| QUOTED PASSAGE |
______________________________
This takes the form of a quadratic programming problems, and there are some well-known algorithms to solve them. (ex. SMO; Sequential Minimal Optimization)

Once optimal \(\mathbf{a}\) are calculated, the decision boundary is given by

$$y(\mathbf{x}) = \mathbf{w}^{\ast T}\phi(\mathbf{x})+b = \sum_{n=1}^N a_nt_nk(\mathbf{x},\mathbf{x}_n) + b$$

In terms of bias parameter \(b\), we can calculate it by noting that any support vector \(\mathbf{x}_n\) satisfies \(t_ny(\mathbf{x}_n) = 1\).

$$ \begin{aligned} &t_n\left(\sum_{m\in\mathcal{S}}a_mt_mk(\mathbf{x}_n,\mathbf{x}_m) + b\right) = 1\\ &\therefore b^{\ast}= \frac{1}{N_{\mathcal{S}}}\sum_{n\in\mathcal{S}}\left(t_n-\sum_{n\in\mathcal{S}}a_mt_mk(\mathbf{x}_n,\mathbf{x}_m)\right) \end{aligned} $$

Points

To minimize the numerical error, it is more appropriate to average these equation over all support vectors instead of choosing an arbitrarily support vector.

Soft SVC

class kerasy.ML.svm.SVC(kernel="gaussian", C=10, **kernelargs)

In the Hard SVC, we have assumed that the training data points are linearly separable in the feature space \(\phi(\mathbf{x})\). However, in practice, this property may cause the bad effect on the generalization performance.

Therefore, we introduce slack variables, \(\xi_n\gg0\) to allow some of the training points to be misclassified.
______________________________
| GIVEN DATA |
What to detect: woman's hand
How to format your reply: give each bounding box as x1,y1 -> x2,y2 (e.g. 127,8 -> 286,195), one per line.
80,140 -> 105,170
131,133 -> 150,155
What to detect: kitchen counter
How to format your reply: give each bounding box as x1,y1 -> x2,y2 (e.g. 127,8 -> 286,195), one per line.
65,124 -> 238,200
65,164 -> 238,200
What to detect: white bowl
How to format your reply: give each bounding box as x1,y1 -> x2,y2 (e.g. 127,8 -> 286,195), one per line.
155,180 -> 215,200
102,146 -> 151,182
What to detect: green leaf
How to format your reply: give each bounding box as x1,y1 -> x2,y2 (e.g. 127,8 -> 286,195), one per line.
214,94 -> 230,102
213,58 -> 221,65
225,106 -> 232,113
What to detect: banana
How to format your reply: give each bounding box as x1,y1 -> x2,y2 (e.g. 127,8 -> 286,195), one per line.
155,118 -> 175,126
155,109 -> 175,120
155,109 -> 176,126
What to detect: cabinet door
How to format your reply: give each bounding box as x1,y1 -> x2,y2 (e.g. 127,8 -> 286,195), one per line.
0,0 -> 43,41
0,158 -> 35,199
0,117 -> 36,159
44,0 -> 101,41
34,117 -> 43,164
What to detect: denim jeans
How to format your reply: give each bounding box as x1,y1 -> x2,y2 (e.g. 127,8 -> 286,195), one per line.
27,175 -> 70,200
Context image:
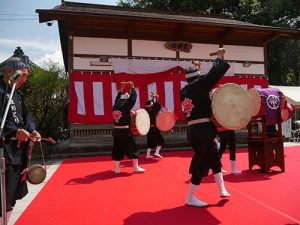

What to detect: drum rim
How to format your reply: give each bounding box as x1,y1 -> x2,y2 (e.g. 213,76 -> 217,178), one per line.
155,111 -> 176,131
27,164 -> 47,184
211,83 -> 253,130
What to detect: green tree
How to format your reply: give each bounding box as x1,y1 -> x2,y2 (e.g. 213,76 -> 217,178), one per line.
23,62 -> 68,139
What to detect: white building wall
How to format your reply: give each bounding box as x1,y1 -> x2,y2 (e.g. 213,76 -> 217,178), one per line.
73,37 -> 265,75
132,40 -> 176,58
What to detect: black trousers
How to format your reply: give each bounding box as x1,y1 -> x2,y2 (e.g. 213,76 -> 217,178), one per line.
0,165 -> 28,216
219,130 -> 236,161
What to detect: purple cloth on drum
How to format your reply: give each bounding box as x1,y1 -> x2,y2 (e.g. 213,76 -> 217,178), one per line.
257,88 -> 282,125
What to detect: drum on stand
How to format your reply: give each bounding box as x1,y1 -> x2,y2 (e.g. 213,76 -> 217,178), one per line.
130,109 -> 150,136
156,108 -> 176,131
211,83 -> 253,130
248,88 -> 295,124
247,88 -> 263,116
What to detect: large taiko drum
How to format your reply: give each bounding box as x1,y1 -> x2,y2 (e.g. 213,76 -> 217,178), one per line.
156,108 -> 176,131
211,83 -> 253,130
130,109 -> 150,136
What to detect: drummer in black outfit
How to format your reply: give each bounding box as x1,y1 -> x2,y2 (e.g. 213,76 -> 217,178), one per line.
180,48 -> 230,207
146,92 -> 164,159
112,81 -> 145,174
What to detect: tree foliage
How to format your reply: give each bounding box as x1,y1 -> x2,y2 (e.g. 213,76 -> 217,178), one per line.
118,0 -> 300,85
23,62 -> 68,138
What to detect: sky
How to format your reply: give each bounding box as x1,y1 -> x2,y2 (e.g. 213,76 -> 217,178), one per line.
0,0 -> 118,67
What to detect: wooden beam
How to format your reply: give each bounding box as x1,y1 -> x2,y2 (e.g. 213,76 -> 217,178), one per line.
173,23 -> 185,39
217,27 -> 234,42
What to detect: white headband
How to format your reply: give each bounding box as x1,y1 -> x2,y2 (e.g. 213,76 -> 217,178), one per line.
121,92 -> 130,99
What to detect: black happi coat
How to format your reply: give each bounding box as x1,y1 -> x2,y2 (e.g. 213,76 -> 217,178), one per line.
146,100 -> 164,148
0,79 -> 36,211
180,58 -> 229,176
112,88 -> 139,161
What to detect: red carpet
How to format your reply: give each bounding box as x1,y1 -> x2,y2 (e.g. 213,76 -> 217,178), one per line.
16,146 -> 300,225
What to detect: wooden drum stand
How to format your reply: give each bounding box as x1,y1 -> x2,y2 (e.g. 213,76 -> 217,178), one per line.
247,116 -> 285,173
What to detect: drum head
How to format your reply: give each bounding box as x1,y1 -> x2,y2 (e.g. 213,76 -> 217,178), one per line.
156,111 -> 176,131
27,164 -> 46,184
135,109 -> 150,135
248,88 -> 261,116
212,84 -> 253,130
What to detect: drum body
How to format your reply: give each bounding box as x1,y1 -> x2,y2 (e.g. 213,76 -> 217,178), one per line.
156,108 -> 176,131
212,83 -> 253,130
27,164 -> 47,184
130,109 -> 150,136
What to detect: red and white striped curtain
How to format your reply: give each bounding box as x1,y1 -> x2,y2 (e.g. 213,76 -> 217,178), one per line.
69,67 -> 268,124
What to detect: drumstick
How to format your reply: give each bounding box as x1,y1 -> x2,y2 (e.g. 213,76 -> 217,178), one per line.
10,136 -> 56,145
209,48 -> 225,56
31,136 -> 56,145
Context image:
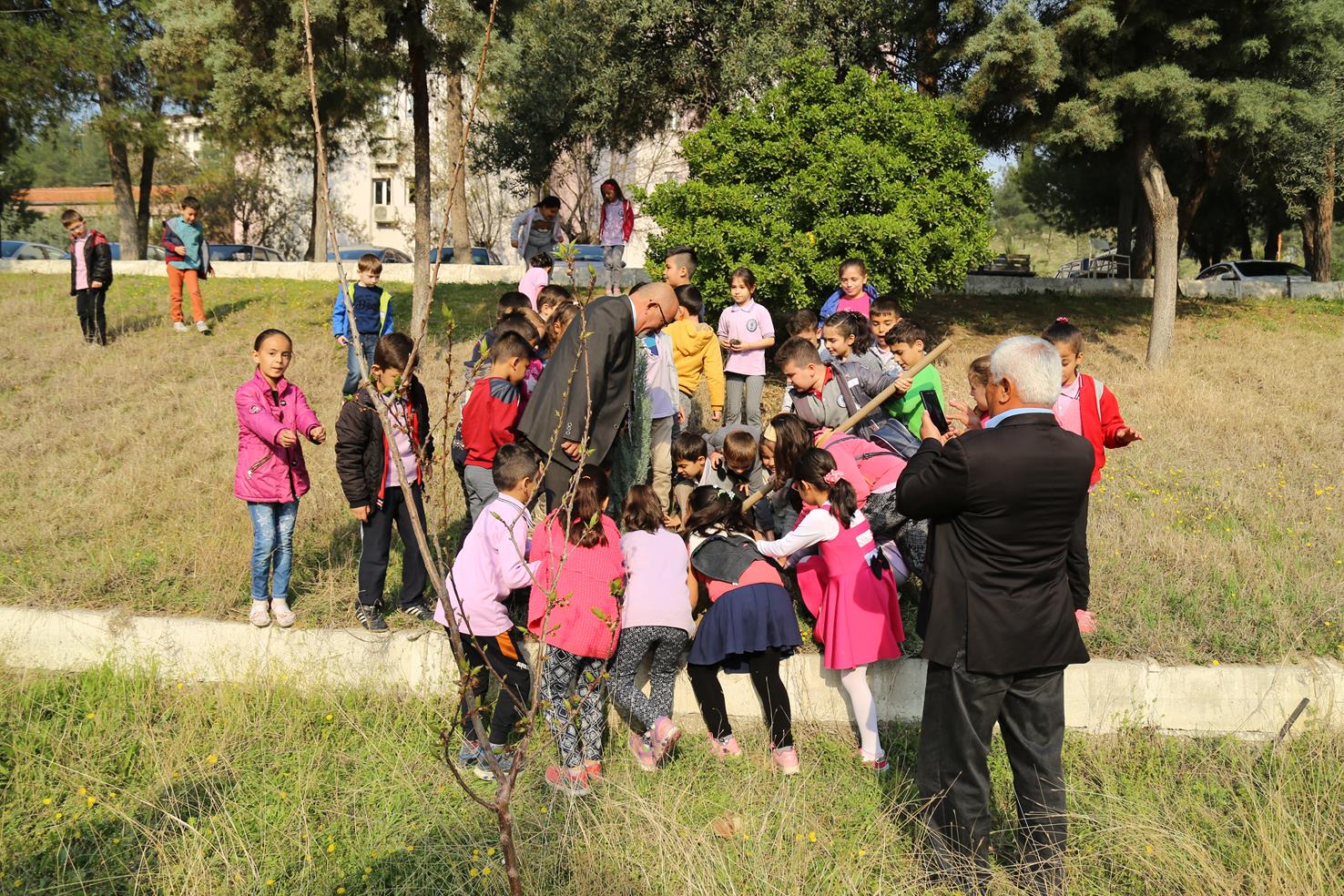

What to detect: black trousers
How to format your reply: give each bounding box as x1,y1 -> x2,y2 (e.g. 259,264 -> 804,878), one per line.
445,626 -> 532,746
915,657 -> 1068,896
359,485 -> 429,610
76,289 -> 107,345
1064,497 -> 1092,610
686,647 -> 793,748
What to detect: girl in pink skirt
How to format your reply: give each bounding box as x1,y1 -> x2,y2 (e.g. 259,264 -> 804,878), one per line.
757,449 -> 906,771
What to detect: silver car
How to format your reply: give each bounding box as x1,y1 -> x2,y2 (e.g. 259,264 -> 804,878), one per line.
1195,258 -> 1312,283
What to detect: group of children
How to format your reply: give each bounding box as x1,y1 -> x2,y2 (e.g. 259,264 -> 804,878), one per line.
223,230 -> 1141,795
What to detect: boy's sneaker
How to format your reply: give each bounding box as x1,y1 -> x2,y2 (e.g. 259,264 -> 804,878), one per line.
402,602 -> 434,622
709,735 -> 742,759
630,731 -> 658,771
270,597 -> 294,628
472,744 -> 514,780
545,766 -> 588,797
653,716 -> 681,761
355,603 -> 387,631
770,747 -> 799,775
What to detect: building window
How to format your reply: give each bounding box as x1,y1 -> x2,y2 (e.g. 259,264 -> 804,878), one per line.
373,178 -> 392,206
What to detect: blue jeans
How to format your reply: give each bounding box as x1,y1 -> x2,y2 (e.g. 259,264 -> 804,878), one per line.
248,501 -> 299,600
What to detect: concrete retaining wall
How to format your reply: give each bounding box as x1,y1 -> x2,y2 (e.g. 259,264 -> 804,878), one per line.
0,260 -> 1344,299
0,606 -> 1344,738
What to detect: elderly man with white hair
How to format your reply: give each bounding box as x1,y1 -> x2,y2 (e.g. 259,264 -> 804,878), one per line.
896,336 -> 1093,893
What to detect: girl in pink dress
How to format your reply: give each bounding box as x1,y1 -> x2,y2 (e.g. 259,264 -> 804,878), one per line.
757,449 -> 906,771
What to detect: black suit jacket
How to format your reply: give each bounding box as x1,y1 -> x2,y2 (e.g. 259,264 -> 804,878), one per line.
517,296 -> 635,469
896,413 -> 1093,675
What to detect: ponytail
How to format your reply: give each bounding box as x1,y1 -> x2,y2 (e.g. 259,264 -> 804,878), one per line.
793,449 -> 859,529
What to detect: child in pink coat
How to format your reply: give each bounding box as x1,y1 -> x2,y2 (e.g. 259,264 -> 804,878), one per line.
527,466 -> 625,797
757,449 -> 906,771
234,329 -> 327,628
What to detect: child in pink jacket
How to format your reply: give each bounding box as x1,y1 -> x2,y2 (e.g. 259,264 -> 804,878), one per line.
234,329 -> 327,628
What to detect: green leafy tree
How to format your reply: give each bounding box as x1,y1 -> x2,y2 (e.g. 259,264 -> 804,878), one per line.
644,57 -> 991,314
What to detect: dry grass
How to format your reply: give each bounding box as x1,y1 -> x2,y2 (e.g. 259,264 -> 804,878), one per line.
0,669 -> 1344,896
0,275 -> 1344,662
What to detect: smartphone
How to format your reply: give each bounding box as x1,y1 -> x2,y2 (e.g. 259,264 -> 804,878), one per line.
920,390 -> 952,435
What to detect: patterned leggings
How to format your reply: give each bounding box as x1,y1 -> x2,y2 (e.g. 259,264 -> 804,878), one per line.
612,626 -> 691,735
542,647 -> 606,769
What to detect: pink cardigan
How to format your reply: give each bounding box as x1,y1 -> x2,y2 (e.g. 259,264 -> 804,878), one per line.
234,371 -> 319,504
527,514 -> 625,659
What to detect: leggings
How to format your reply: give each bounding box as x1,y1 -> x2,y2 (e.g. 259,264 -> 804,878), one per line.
542,647 -> 606,769
686,647 -> 793,748
723,373 -> 765,429
840,667 -> 886,761
612,626 -> 691,735
456,626 -> 532,747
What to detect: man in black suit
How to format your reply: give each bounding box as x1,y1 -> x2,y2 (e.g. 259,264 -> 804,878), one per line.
517,283 -> 676,509
896,336 -> 1093,893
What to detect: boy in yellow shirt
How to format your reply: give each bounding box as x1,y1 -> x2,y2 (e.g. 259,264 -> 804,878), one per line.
664,283 -> 725,432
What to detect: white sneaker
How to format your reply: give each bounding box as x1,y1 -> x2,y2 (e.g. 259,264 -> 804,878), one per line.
270,600 -> 294,628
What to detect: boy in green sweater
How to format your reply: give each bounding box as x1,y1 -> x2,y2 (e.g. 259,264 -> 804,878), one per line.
883,319 -> 943,438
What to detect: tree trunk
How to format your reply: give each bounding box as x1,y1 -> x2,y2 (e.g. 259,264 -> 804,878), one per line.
1138,125 -> 1180,367
1265,225 -> 1284,262
1301,147 -> 1335,283
304,137 -> 331,262
402,0 -> 430,342
97,74 -> 138,258
443,71 -> 472,259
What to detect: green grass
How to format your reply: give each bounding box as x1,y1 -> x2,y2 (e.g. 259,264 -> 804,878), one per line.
0,667 -> 1344,896
0,274 -> 1344,662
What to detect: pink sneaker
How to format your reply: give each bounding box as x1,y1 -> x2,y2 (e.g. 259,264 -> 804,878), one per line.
545,766 -> 588,797
653,716 -> 681,761
709,735 -> 742,759
630,731 -> 658,771
770,747 -> 799,775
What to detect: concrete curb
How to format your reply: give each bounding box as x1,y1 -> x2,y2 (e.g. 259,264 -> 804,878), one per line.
0,606 -> 1344,738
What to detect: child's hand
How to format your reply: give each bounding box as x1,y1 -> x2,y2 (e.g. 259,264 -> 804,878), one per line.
1115,426 -> 1144,447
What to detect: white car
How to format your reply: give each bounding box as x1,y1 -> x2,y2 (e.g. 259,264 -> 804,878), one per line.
1195,258 -> 1312,283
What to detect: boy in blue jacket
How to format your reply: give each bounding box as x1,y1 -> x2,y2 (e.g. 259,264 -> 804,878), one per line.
332,252 -> 392,395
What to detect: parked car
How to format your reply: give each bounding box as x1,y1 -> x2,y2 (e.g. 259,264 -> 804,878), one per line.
1195,260 -> 1312,283
0,239 -> 68,262
429,246 -> 504,265
209,243 -> 289,262
327,246 -> 412,265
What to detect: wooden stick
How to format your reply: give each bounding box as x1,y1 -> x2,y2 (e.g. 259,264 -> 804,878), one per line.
742,339 -> 952,511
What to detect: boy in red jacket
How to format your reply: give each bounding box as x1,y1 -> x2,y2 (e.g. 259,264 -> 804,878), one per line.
60,209 -> 112,345
1040,317 -> 1144,633
463,333 -> 532,524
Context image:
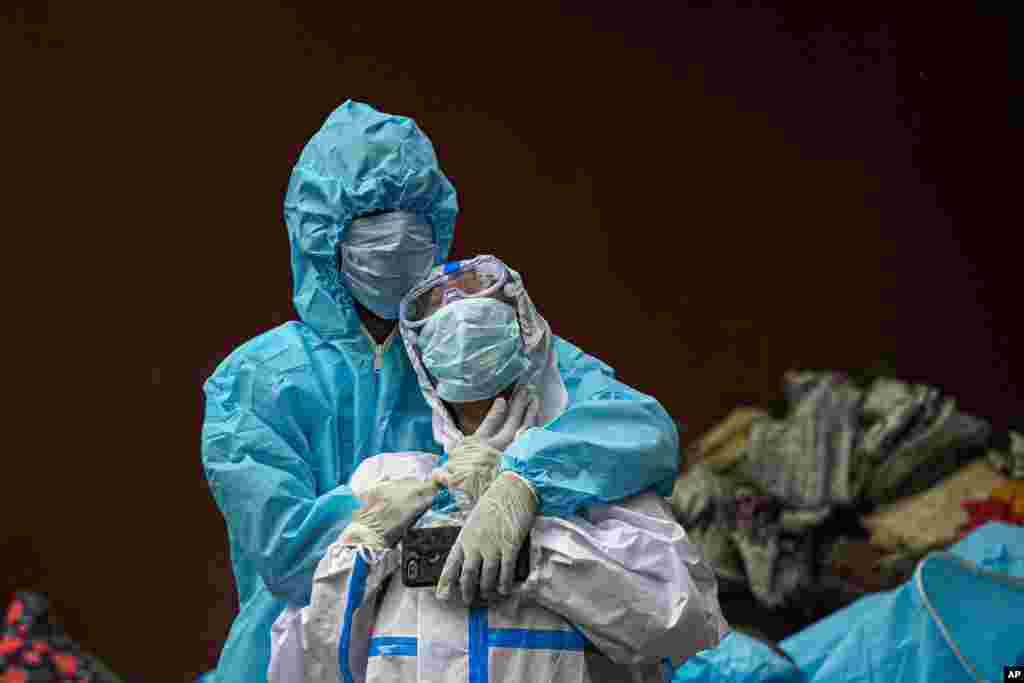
______________________________
| EXERCISE DESCRIPTION |
From the text on support vector classification, retype the part that opens with the words "In terms of" and closes with "arbitrarily support vector.".

| REPLY |
In terms of bias parameter \(b\), we can calculate it by noting that any support vector \(\mathbf{x}_n\) satisfies \(t_ny(\mathbf{x}_n) = 1\).

$$ \begin{aligned} &t_n\left(\sum_{m\in\mathcal{S}}a_mt_mk(\mathbf{x}_n,\mathbf{x}_m) + b\right) = 1\\ &\therefore b^{\ast}= \frac{1}{N_{\mathcal{S}}}\sum_{n\in\mathcal{S}}\left(t_n-\sum_{n\in\mathcal{S}}a_mt_mk(\mathbf{x}_n,\mathbf{x}_m)\right) \end{aligned} $$

Points

To minimize the numerical error, it is more appropriate to average these equation over all support vectors instead of choosing an arbitrarily support vector.